---- Data in this exercise

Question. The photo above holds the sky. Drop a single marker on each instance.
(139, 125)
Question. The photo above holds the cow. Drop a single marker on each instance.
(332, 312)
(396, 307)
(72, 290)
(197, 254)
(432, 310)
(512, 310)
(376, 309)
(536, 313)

--------

*Brief*: Copy all of the material above word for word, keeping every line.

*Solution to the exercise*:
Question. The photo above holds the sky. Drop a single marker on each instance.
(139, 125)
Question. The photo above holds the cow. Drop a single marker on each instance.
(332, 312)
(396, 307)
(72, 290)
(197, 254)
(432, 310)
(512, 310)
(376, 309)
(536, 313)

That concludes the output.